:: DOCUMENT TEXT ::
____________

Thread overview
`auto` keyword origins
Jun 26, 2023
Alexander Tretyak
Jun 26, 2023
Adam D Ruppe
Jun 26, 2023
Alexander Tretyak
Jun 26, 2023
Patrick Schluter
June 26, 2023

I'm just curious when was the auto keyword introduced in D?

The reason I am asking is because D language appeared in 2001, but C++ proposal with auto keyword new semantics dated April 28, 2003.

I always thought that auto in D was taken from C++. But what if it is opposite, i.e. C++11's auto was inspired by D's auto?

June 26, 2023
On Monday, 26 June 2023 at 00:00:48 UTC, Alexander Tretyak wrote:
> I'm just curious when was the `auto` keyword introduced in D?

 What's New for D 0.137
Oct 24, 2005
New/Changed Features

    Added implicit type inference.

____________

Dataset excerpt
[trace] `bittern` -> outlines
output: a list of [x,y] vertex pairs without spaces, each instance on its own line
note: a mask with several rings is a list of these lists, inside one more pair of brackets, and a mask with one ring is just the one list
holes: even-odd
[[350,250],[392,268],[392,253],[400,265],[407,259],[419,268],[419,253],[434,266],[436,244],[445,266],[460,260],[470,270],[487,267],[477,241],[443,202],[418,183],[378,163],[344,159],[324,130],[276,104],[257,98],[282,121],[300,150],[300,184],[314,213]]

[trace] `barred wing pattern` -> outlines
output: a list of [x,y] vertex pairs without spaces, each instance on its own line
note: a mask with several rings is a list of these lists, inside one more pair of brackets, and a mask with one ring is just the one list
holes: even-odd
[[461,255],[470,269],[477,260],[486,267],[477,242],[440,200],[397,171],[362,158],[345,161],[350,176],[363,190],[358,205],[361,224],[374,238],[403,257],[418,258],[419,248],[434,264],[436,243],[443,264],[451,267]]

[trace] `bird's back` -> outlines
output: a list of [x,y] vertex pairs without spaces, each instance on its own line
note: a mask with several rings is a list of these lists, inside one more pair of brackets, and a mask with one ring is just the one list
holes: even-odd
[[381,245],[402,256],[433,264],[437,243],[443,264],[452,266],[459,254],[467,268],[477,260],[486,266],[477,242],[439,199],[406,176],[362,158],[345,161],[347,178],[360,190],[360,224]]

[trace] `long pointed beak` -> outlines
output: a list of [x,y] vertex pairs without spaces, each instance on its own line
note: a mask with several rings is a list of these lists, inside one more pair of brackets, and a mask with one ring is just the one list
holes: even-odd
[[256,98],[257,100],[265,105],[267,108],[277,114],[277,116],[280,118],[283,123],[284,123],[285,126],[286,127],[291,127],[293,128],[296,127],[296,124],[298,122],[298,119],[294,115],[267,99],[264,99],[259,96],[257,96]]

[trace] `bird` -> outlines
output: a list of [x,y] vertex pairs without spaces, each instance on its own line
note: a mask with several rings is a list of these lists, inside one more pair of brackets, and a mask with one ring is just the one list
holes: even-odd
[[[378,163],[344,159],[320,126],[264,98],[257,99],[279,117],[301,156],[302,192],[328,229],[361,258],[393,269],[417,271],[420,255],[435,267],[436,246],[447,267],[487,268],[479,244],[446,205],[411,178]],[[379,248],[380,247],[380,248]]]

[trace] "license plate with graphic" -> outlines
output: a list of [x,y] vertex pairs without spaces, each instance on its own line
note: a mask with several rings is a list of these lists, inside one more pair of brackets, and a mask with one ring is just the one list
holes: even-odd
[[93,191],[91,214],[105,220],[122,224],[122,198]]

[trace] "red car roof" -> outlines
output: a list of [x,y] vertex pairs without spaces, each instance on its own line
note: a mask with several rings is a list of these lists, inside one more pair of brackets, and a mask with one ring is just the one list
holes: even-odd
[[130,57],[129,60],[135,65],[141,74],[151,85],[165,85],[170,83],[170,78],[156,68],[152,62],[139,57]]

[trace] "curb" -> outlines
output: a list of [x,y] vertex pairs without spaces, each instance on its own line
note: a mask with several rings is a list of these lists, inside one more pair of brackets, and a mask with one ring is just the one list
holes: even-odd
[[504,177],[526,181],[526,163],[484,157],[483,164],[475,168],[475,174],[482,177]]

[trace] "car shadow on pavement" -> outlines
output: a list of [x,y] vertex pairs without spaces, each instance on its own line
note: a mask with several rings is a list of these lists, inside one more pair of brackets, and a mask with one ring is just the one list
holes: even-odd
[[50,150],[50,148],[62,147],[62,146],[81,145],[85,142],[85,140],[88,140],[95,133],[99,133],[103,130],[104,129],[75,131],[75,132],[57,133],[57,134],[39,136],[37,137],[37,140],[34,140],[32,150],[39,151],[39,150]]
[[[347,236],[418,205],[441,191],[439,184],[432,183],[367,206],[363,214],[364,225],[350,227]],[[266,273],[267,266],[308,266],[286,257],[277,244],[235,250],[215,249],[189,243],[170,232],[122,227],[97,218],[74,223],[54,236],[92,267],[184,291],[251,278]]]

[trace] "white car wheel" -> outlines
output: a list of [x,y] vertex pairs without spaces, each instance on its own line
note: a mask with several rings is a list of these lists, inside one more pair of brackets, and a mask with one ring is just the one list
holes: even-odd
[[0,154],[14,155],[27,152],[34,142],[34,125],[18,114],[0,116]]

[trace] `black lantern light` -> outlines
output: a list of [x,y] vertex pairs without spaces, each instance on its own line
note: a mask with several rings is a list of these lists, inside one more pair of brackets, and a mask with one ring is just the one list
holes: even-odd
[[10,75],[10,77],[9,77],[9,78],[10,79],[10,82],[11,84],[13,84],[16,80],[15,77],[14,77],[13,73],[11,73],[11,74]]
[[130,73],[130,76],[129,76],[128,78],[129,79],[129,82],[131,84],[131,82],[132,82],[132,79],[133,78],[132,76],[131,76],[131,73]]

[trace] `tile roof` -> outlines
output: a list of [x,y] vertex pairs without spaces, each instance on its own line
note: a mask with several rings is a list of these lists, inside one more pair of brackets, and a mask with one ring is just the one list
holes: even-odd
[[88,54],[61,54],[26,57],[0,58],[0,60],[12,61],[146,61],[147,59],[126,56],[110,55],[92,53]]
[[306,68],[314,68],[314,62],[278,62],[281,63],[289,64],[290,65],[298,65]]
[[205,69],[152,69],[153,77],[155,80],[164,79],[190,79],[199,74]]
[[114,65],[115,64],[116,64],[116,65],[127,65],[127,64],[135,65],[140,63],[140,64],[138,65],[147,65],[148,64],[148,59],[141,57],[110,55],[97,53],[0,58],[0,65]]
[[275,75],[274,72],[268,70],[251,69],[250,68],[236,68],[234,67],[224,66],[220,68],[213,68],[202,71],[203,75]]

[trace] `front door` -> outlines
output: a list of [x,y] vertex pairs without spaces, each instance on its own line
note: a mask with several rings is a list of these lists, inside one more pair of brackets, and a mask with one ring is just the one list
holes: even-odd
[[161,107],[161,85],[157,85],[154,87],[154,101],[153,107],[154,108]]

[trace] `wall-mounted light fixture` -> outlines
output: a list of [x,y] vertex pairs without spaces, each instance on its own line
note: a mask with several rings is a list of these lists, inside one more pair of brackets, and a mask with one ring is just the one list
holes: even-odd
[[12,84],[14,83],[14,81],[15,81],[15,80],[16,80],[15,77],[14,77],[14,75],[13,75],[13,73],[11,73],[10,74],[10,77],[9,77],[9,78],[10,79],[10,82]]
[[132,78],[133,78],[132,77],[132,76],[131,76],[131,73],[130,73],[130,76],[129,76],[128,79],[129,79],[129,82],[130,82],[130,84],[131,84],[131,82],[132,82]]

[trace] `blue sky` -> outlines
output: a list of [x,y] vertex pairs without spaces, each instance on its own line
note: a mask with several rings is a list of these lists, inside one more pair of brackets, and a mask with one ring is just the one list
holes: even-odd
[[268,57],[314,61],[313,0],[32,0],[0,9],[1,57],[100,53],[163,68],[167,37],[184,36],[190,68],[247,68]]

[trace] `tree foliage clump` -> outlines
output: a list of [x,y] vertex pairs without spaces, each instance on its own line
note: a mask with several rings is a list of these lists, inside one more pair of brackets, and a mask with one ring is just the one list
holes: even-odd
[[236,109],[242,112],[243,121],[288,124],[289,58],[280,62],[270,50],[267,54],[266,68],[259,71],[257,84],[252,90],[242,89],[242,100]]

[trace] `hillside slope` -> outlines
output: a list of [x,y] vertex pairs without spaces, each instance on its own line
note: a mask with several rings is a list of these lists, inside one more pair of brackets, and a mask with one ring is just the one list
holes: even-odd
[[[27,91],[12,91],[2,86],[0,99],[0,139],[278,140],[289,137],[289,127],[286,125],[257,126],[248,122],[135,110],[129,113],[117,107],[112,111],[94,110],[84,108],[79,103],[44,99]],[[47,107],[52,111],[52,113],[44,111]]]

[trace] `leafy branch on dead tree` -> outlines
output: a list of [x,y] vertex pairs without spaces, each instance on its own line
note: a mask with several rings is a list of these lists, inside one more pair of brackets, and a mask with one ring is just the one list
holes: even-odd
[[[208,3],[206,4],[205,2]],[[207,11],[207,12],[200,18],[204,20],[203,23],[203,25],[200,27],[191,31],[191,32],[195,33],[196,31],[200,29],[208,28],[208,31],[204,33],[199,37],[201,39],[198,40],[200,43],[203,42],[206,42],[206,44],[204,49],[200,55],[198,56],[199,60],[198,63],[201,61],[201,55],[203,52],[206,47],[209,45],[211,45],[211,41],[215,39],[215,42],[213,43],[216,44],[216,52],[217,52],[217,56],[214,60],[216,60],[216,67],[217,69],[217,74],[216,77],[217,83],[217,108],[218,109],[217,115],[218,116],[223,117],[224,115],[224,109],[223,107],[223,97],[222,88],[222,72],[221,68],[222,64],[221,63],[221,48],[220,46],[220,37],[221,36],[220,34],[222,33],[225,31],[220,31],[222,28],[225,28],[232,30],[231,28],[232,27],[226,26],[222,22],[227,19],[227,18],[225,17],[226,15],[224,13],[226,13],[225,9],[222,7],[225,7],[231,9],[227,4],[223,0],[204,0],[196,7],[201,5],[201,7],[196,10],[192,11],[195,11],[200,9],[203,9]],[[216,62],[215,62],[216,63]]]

____________

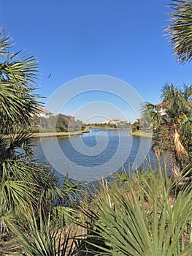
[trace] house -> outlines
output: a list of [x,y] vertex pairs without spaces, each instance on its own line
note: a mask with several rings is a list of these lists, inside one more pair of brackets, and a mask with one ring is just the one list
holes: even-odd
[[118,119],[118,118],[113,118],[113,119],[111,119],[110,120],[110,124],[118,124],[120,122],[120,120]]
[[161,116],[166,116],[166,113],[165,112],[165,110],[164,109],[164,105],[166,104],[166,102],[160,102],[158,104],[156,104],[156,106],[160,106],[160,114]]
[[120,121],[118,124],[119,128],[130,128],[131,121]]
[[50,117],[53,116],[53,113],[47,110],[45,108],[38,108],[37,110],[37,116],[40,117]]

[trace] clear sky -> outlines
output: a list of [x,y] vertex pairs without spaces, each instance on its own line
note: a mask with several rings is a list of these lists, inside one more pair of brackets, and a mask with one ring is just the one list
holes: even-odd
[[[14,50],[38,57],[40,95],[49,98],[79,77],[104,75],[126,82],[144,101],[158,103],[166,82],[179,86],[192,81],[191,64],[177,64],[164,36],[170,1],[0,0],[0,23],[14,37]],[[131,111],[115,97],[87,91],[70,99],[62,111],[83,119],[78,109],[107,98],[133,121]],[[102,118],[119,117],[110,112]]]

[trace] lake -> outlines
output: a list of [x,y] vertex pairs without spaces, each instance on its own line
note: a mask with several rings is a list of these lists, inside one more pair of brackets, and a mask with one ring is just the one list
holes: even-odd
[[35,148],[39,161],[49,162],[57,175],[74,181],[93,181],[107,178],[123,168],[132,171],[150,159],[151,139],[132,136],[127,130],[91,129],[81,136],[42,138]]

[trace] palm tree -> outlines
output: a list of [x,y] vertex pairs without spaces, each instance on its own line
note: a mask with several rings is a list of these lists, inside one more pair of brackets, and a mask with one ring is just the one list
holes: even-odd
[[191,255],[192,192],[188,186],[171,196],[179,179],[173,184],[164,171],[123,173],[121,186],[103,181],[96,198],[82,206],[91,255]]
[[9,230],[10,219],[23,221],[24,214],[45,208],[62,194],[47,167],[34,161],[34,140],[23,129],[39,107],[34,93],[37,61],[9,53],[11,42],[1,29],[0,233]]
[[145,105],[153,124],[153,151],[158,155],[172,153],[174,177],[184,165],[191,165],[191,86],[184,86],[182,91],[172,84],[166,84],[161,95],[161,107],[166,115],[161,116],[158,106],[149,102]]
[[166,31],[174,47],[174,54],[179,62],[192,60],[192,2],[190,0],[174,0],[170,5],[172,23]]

____________

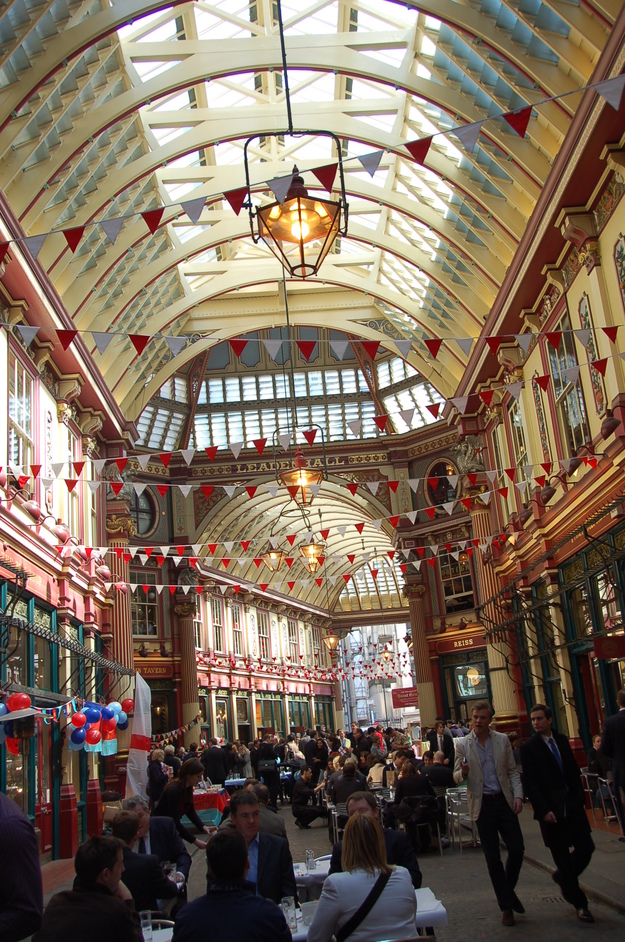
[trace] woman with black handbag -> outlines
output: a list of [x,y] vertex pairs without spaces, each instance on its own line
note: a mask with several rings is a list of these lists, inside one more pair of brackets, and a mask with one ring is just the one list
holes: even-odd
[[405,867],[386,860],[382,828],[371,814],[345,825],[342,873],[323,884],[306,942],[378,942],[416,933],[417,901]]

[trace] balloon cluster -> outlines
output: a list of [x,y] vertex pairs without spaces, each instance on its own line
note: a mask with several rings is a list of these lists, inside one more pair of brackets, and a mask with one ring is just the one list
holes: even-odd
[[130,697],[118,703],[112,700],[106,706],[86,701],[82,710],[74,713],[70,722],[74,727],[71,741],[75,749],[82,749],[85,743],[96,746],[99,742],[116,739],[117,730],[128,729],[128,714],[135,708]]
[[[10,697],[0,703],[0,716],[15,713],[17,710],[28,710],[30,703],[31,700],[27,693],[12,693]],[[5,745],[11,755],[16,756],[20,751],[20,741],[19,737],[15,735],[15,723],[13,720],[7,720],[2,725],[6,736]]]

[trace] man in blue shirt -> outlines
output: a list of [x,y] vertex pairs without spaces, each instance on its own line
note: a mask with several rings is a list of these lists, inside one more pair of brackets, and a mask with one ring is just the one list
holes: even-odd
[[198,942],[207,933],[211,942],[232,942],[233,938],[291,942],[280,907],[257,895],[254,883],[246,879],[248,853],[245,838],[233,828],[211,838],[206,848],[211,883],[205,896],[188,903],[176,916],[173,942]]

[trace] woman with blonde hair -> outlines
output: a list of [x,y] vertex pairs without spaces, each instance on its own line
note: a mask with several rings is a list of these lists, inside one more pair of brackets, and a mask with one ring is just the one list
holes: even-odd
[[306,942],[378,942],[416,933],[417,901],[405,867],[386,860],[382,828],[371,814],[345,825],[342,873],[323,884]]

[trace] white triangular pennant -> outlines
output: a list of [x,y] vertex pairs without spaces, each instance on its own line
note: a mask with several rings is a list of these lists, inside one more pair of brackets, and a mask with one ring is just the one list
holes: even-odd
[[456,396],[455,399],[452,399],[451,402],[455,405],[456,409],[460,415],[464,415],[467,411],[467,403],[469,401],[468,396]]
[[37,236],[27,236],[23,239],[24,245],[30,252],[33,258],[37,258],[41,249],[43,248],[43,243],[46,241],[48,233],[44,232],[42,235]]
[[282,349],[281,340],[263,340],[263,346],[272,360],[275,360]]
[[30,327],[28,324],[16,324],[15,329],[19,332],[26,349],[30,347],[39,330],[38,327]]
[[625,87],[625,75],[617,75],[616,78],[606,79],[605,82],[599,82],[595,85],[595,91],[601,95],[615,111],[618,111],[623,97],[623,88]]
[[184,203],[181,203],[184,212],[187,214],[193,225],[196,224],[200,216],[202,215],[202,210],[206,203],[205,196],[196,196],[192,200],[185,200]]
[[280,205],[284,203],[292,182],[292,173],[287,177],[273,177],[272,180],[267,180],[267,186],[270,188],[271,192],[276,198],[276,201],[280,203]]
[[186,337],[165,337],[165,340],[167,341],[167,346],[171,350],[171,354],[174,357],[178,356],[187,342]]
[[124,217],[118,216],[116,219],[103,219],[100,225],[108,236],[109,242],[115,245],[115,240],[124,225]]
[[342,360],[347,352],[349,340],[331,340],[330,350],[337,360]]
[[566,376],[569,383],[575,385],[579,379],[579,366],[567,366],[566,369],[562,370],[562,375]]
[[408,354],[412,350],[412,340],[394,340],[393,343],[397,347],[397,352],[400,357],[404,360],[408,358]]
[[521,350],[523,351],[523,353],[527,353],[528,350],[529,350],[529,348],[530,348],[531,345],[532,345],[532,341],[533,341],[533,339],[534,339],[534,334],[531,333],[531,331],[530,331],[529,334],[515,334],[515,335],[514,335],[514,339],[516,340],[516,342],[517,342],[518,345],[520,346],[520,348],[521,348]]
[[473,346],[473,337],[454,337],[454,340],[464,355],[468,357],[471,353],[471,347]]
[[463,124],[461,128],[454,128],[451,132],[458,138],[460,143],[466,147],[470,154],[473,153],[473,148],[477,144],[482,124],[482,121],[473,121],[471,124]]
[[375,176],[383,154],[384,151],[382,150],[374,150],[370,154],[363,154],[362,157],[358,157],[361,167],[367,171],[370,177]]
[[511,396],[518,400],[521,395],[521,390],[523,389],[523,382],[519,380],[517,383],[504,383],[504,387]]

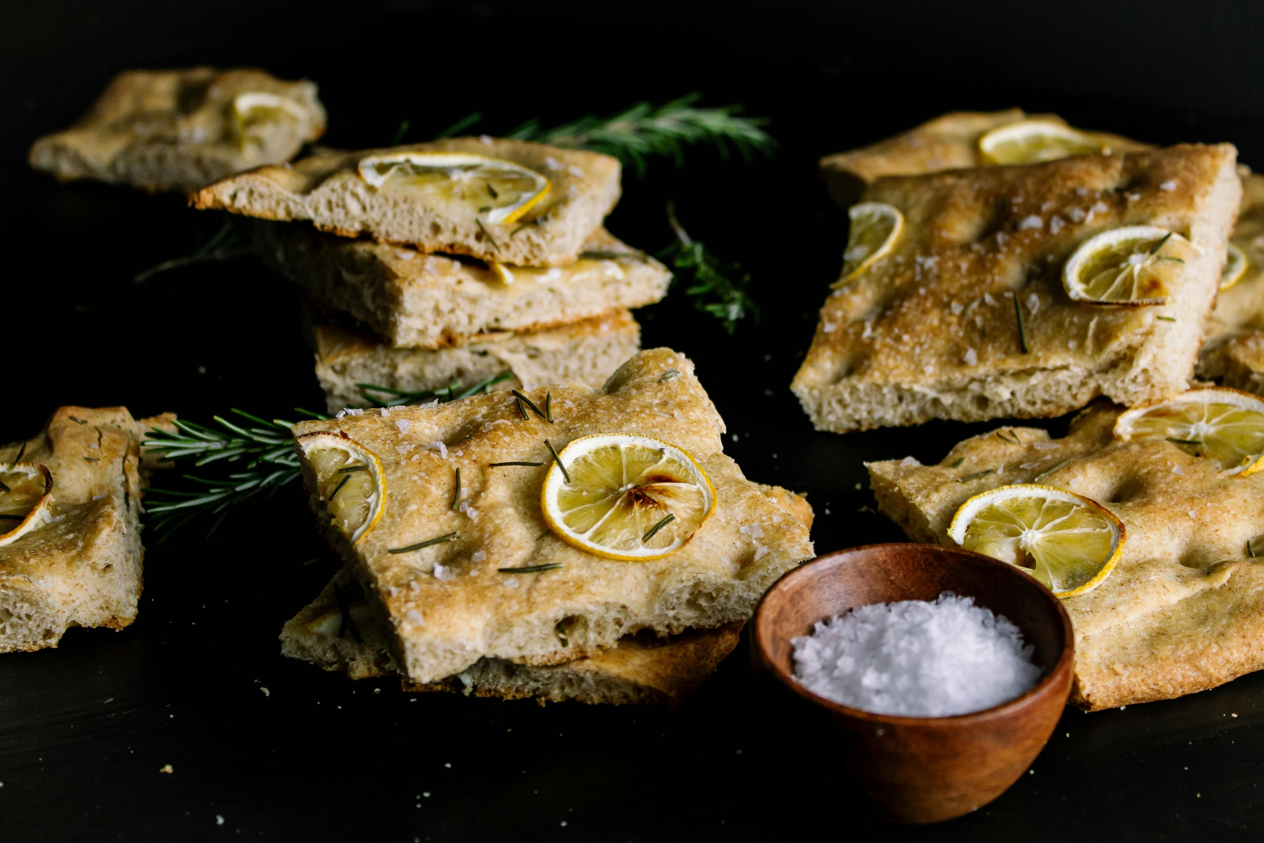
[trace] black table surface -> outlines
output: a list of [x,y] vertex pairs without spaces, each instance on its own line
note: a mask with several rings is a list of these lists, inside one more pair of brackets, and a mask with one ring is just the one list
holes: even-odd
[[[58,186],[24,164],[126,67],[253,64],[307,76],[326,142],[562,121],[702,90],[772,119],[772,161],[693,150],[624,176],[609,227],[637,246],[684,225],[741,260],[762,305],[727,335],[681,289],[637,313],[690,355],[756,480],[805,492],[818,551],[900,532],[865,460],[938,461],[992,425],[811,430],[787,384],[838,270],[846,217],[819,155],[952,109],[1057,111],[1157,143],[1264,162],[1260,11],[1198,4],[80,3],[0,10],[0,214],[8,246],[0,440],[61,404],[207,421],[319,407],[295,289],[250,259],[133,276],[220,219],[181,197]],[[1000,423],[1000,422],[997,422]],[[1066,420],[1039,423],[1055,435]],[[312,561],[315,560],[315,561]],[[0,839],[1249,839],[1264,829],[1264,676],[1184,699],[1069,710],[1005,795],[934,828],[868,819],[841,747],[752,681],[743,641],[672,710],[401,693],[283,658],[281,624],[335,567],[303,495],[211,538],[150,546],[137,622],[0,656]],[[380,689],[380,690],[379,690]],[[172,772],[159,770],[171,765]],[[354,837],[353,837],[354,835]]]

____________

:: YOUR TASKS ::
[1] In the forum thread on the origins of D's `auto` keyword, which D release's changelog lists "Added implicit type inference"?
[2] Carry on the forum thread about the origins of D's `auto` keyword, picking up after its final line.
The rows are not needed for any of this.

:: REPLIES ::
[1] What's New for D 0.137, dated Oct 24, 2005.

[2]
from: https://digitalmars.com/d/1.0/changelog1.html


Though the auto keyword was around earlier (it actually comes from old C), and technically doesn't mean exactly what you think it means - the `auto` keyword isn't what's magic, you can use many others in its place (most the time) like `const` and `immutable` among more - but the feature referred to is the type inference.

> I always thought that `auto` in D was taken from C++. But what if it is opposite, i.e. C++11's `auto` was inspired by D's `auto`?

It probably went both ways. The C++ proposal you linked is definitely earlier than D adopting the thing, and perhaps D's use of it helped prompt the C++ committee to adopt it too.
June 26, 2023
Thanks for the reply!
June 26, 2023

On Monday, 26 June 2023 at 00:00:48 UTC, Alexander Tretyak wrote:

>

I'm just curious when was the auto keyword introduced in D?

The reason I am asking is because D language appeared in 2001, but C++ proposal with auto keyword new semantics dated April 28, 2003.

I always thought that auto in D was taken from C++. But what if it is opposite, i.e. C++11's auto was inspired by D's auto?

auto is a C keyword defining the storage class of a variable. It's placed at the same place as register/const and static.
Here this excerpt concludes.